Please copy the rows below word for word, beginning with the first row and stopping after the row that contains "[[[156,131],[181,130],[180,112],[155,114]]]". Leave the pictures out of your copy.

-------------------------

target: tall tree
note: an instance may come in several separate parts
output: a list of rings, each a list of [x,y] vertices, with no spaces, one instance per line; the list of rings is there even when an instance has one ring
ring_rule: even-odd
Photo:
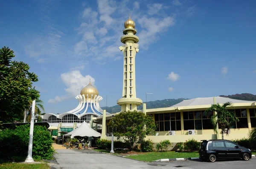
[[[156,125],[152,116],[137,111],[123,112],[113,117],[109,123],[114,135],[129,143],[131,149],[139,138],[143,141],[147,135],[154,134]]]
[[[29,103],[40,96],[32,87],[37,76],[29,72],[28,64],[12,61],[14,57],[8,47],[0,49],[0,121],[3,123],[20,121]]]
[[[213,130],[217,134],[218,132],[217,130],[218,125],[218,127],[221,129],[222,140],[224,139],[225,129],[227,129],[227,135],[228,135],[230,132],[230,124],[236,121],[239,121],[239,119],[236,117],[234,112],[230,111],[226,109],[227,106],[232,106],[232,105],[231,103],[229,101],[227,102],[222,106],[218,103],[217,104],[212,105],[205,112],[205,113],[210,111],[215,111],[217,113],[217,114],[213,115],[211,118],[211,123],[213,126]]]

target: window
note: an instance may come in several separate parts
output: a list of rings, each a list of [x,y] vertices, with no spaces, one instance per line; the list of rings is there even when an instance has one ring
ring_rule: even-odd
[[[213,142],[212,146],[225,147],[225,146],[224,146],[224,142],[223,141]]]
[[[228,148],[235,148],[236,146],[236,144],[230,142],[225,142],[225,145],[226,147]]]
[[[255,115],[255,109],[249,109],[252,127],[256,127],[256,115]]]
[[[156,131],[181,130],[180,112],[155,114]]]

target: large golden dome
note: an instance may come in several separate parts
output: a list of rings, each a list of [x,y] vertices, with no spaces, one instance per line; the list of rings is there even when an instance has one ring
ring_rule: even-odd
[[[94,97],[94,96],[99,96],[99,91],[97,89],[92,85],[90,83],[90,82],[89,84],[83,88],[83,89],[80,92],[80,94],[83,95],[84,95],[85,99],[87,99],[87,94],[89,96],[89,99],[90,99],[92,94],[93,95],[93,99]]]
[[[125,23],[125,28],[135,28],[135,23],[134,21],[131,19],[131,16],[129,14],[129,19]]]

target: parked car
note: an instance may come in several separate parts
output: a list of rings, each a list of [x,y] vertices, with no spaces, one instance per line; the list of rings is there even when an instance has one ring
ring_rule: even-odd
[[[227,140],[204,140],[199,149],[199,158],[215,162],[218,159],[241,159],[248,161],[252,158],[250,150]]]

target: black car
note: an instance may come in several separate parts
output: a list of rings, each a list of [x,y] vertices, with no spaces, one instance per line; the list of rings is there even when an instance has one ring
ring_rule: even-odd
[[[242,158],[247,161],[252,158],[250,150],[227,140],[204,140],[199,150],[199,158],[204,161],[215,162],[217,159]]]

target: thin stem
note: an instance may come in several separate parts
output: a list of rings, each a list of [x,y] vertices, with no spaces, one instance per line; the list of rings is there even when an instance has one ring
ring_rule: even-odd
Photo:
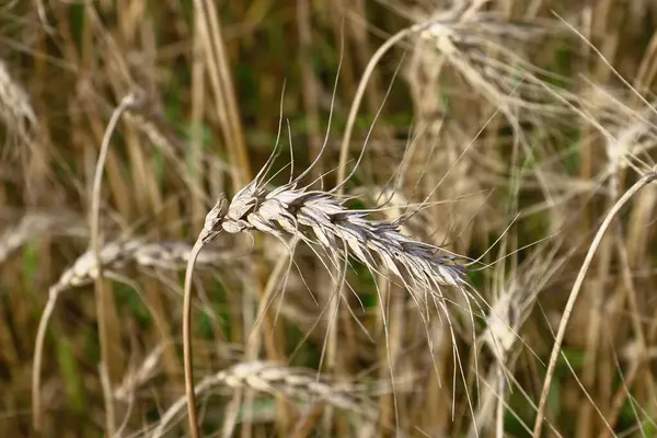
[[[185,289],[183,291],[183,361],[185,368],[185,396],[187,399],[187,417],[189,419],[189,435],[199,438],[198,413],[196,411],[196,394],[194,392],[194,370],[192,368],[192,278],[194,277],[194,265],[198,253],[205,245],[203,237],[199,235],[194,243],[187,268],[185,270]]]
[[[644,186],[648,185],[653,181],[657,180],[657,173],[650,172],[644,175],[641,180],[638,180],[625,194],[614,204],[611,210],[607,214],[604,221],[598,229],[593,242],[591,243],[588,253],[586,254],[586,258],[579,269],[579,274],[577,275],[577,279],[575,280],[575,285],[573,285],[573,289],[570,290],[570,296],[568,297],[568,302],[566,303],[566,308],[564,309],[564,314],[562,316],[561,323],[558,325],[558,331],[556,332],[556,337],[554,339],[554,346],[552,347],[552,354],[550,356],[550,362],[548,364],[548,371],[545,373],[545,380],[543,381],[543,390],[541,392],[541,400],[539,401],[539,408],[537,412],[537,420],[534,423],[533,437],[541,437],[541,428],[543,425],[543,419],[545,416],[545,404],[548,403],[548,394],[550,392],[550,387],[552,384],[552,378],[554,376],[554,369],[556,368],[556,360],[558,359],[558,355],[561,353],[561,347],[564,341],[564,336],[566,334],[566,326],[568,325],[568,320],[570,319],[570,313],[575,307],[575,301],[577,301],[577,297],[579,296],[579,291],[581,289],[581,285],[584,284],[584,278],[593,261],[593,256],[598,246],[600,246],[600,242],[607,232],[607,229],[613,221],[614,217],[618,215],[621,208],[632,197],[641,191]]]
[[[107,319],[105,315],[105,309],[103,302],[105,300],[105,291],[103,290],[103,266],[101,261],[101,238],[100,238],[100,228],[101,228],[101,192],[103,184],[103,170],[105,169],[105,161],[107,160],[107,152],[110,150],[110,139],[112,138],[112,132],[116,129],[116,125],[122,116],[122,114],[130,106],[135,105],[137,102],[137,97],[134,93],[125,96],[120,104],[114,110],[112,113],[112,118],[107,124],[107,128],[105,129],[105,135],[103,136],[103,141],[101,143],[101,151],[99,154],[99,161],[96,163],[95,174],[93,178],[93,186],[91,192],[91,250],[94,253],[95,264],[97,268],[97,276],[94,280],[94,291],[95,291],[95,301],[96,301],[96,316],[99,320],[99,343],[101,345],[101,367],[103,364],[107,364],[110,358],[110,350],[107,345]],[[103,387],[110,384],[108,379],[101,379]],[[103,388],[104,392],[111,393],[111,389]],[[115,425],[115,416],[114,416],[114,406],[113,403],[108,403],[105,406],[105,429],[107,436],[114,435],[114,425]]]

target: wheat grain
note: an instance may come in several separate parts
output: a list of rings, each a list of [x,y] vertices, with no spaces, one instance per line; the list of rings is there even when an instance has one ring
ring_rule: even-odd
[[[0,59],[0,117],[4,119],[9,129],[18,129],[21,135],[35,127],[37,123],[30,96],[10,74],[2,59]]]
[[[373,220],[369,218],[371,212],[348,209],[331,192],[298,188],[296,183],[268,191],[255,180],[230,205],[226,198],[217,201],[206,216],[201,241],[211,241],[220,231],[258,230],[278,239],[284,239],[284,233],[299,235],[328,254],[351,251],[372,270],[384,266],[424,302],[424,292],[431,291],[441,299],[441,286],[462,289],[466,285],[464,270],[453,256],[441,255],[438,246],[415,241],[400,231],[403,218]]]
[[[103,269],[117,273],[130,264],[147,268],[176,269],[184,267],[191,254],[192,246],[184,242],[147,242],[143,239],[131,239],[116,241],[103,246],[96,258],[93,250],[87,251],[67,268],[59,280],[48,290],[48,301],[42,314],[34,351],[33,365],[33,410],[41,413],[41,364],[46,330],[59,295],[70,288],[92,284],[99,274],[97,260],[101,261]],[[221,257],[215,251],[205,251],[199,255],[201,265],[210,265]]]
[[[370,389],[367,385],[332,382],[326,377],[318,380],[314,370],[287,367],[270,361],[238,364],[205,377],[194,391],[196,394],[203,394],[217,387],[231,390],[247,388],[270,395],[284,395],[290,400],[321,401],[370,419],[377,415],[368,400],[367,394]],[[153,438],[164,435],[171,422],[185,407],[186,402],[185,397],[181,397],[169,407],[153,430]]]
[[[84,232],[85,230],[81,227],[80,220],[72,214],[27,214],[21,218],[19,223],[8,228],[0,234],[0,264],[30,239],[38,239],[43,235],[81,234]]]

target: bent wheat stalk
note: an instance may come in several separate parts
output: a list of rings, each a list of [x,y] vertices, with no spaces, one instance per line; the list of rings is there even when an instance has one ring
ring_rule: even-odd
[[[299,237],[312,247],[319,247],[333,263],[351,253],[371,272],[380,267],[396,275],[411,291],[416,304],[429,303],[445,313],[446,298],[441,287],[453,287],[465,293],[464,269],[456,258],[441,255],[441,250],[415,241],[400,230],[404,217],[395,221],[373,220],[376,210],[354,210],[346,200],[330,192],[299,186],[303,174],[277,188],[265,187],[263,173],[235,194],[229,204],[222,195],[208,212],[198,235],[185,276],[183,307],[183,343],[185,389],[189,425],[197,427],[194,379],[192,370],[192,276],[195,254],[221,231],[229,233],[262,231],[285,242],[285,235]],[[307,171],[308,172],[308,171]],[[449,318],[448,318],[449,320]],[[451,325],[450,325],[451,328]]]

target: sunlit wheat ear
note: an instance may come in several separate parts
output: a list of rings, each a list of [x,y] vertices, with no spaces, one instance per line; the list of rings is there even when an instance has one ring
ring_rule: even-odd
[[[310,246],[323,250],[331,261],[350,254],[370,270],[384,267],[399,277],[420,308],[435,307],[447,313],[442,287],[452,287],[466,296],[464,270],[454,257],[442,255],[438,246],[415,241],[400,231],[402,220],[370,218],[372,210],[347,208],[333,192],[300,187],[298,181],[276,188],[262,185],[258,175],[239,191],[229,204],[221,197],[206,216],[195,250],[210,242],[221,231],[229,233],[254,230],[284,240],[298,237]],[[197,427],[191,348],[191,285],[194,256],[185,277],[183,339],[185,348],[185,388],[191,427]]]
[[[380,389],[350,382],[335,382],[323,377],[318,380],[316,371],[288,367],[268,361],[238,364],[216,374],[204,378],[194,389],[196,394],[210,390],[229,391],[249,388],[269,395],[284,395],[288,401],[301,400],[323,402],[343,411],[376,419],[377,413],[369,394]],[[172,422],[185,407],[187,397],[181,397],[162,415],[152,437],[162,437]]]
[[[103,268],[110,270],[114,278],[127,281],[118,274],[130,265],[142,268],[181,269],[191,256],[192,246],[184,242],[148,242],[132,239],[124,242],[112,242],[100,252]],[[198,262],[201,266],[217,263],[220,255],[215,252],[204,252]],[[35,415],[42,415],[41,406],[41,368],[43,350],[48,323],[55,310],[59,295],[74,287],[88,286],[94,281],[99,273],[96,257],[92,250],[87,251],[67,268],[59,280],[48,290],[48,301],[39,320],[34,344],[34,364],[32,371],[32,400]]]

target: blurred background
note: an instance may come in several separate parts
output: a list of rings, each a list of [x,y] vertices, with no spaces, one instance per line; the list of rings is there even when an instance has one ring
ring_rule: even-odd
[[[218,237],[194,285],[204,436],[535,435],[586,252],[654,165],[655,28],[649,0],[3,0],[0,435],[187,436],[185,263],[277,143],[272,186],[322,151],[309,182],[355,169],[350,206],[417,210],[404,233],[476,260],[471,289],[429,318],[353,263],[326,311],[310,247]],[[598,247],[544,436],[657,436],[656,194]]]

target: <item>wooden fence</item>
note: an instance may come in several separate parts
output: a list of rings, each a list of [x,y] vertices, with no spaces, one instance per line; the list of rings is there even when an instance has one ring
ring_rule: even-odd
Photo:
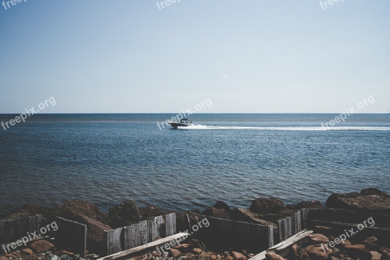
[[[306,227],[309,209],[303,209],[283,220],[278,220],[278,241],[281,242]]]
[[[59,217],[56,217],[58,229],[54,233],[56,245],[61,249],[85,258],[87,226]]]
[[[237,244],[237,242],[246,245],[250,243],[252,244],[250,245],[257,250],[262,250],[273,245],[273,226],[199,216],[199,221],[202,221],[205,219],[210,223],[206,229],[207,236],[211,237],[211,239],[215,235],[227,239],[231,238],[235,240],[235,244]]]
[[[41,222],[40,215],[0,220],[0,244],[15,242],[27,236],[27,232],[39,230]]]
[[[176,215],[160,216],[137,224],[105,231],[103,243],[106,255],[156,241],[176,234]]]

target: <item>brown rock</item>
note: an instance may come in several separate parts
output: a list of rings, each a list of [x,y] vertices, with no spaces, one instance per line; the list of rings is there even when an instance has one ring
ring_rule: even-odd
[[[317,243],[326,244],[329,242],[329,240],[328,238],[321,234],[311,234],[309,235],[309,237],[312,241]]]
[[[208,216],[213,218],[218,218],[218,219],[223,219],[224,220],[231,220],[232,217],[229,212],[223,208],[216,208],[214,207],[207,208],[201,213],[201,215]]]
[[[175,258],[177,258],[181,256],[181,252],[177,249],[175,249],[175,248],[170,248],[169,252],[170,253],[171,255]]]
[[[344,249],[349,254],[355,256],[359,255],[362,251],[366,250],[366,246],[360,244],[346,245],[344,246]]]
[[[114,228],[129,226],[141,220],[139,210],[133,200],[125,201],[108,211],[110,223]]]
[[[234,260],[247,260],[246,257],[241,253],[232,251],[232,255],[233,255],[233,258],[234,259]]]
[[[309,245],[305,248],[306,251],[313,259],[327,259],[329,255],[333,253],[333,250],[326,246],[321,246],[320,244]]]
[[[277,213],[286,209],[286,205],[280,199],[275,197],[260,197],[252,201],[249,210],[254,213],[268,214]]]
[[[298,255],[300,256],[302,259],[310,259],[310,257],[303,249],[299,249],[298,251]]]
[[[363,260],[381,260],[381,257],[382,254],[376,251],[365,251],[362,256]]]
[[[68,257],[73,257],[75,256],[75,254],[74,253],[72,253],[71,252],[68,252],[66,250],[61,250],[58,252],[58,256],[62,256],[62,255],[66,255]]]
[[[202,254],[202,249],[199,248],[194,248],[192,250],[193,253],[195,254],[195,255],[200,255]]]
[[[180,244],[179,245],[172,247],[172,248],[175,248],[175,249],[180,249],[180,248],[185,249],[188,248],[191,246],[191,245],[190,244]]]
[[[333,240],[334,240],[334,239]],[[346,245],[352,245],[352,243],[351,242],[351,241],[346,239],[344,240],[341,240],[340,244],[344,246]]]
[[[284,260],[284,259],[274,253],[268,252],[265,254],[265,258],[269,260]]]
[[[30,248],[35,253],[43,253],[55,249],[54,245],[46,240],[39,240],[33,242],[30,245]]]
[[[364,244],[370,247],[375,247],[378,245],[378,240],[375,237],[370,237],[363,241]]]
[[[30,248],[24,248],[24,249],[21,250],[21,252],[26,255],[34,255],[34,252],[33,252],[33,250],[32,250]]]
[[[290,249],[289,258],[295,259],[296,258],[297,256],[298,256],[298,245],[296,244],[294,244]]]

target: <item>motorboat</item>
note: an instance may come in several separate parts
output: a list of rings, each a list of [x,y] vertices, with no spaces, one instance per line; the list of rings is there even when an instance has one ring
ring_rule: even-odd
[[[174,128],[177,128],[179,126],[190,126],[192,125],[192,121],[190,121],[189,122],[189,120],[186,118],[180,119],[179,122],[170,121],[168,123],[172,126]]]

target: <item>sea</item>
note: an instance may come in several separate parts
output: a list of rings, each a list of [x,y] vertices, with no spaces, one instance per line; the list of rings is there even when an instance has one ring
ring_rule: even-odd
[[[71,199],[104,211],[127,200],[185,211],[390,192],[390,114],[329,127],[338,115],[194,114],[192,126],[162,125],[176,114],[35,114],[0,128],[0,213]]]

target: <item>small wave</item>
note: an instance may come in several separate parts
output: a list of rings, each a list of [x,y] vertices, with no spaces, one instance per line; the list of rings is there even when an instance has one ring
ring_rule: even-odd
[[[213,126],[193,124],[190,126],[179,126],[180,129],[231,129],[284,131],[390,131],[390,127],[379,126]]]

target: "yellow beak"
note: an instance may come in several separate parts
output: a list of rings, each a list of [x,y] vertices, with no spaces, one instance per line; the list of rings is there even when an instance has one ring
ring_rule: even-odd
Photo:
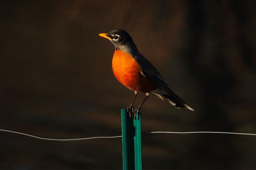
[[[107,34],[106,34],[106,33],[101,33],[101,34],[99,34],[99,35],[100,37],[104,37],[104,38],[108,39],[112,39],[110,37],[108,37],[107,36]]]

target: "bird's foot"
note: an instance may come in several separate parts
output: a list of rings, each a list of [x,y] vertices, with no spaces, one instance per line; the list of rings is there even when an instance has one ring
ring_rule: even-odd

-------------------------

» RESPONSE TO THE TASK
target: tall tree
note: an instance may come in several separate parts
output: a list of rings, each a list of [x,y] vertices, with no spaces, one instance per line; the list of rings is there even when an instance has one ring
ring_rule: even-odd
Photo:
[[[156,125],[152,116],[137,111],[123,112],[113,117],[109,123],[114,135],[129,143],[131,149],[139,138],[143,141],[147,135],[154,134]]]
[[[29,103],[40,96],[32,87],[37,76],[29,72],[28,64],[12,61],[14,57],[8,47],[0,49],[0,121],[3,123],[20,121]]]
[[[213,130],[217,134],[218,132],[217,130],[218,125],[218,127],[221,129],[222,140],[224,139],[225,129],[227,129],[227,135],[228,135],[230,132],[230,124],[236,121],[239,121],[239,119],[236,117],[234,112],[230,111],[226,109],[227,106],[232,106],[232,105],[231,103],[229,101],[227,102],[222,106],[218,103],[217,104],[212,105],[205,112],[205,113],[210,111],[215,111],[217,113],[217,114],[213,115],[211,118],[211,123],[213,126]]]

target: window
note: an instance may come in several separate parts
output: a list of rings, each a list of [x,y] vertices, with no spaces, one instance per line; the list of rings is there even when an instance has one ring
ring_rule: even-odd
[[[213,142],[212,146],[225,147],[225,146],[224,146],[224,142],[223,141]]]
[[[228,148],[235,148],[236,146],[236,144],[230,142],[225,142],[225,145],[226,147]]]
[[[255,115],[255,109],[249,109],[252,127],[256,127],[256,115]]]
[[[156,131],[181,130],[180,112],[155,114]]]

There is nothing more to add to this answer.